**Passage:**
►

Ainslee Robson

I don’t know a lot about VR. I did it once before, and I was in this Van Gogh painting, and it made me feel really dizzy. When someone I met through The Girls Club, Tigist Schmidt (filmmaker, producer) introduced me to Ainslee Robson, VR filmmaker, as a potential interview subject, I was excited to hear her story, but also not sure how I’d tackle the interview knowing close to nothing about VR. But what’s great about visual storytelling, in all mediums, is that it always goes back to the story, and that’s where we unite.

When I watched the trailer of Ainslee’s VR film “Ferenj (which translates as “foreigner” in Amharic): A Graphic Memoir in VR”, I was captivated by this beautiful world of dots that brought together images of people and places and moments–particularly Ethiopia, Cleveland, and Empress Taytu–threaded through Ainslee’s recollections of home. I fell in love with the wonder and richness of Ainslee’s story, and how she used the VR medium to elevate it. In our interview, we discussed the technical aspects, but mostly her inspirations for how “Ferenj” came to be. I’m so excited to follow her career, and to be on the lookout for her film and work in the future.

REBECCA MARTIN: How did you come to your current project?

AINSLEE ROBSON: I had just spent two and a half years living in Addis Ababa, after my college graduation, where I majored in philosophy and in French language. While I was working in Addis, I didn’t really know what I was doing with my life. But I did know that I wanted to live in Ethiopia. I started working for this artist, Aida Muluneh, in Ethiopia. That was really inspiring for me, and I got to be surrounded by a lot of these self-taught emerging photographers based in Addis. I was working on the Addis Foto Fest there, which is this huge international festival. For me the fest is really a space where I was inspired by artists on the continent and photographers who are telling stories of where they are from through a series of photos. That was a really cool space for me, and I hadn’t been surrounded by anything like that before. 

After that I was working in this commercial agency in Ethiopia. I had been really surrounded by different types of creative production, from photography to radio/TV commercials and photoshoots. That was my first introduction to any type of visual storytelling, except for a photography class I had taken back in Cleveland before I went to Ethiopia.

◄

**Given request:**
Quote the section of the Ainslee Robson interview from "When I watched" to "in the future.", word for word.

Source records
►

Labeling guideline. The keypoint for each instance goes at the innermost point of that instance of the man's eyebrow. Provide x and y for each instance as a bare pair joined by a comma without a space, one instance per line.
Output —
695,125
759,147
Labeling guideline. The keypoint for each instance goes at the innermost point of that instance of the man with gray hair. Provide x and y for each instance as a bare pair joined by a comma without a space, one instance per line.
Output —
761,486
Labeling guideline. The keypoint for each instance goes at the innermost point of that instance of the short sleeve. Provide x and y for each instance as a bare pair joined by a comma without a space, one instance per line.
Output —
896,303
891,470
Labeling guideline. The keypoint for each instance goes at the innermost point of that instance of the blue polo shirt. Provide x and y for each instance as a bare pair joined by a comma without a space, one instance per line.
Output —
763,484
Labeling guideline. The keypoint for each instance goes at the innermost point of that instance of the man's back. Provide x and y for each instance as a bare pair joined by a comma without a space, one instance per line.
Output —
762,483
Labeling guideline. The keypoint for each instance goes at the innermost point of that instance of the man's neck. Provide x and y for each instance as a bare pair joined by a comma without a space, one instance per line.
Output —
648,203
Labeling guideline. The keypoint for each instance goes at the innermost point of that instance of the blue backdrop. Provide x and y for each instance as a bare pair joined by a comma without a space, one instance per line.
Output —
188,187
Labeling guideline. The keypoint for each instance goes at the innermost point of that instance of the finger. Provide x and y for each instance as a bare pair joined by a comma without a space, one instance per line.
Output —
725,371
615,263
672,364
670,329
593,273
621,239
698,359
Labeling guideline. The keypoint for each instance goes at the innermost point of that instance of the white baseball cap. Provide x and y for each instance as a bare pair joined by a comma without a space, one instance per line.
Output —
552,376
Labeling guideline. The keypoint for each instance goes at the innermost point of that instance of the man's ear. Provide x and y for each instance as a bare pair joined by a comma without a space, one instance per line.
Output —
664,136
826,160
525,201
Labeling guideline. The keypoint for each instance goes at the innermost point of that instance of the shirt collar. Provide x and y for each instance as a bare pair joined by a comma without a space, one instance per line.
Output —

◄

**Response to the exercise:**
When I watched the trailer of Ainslee’s VR film “Ferenj (which translates as “foreigner” in Amharic): A Graphic Memoir in VR”, I was captivated by this beautiful world of dots that brought together images of people and places and moments–particularly Ethiopia, Cleveland, and Empress Taytu–threaded through Ainslee’s recollections of home. I fell in love with the wonder and richness of Ainslee’s story, and how she used the VR medium to elevate it. In our interview, we discussed the technical aspects, but mostly her inspirations for how “Ferenj” came to be. I’m so excited to follow her career, and to be on the lookout for her film and work in the future.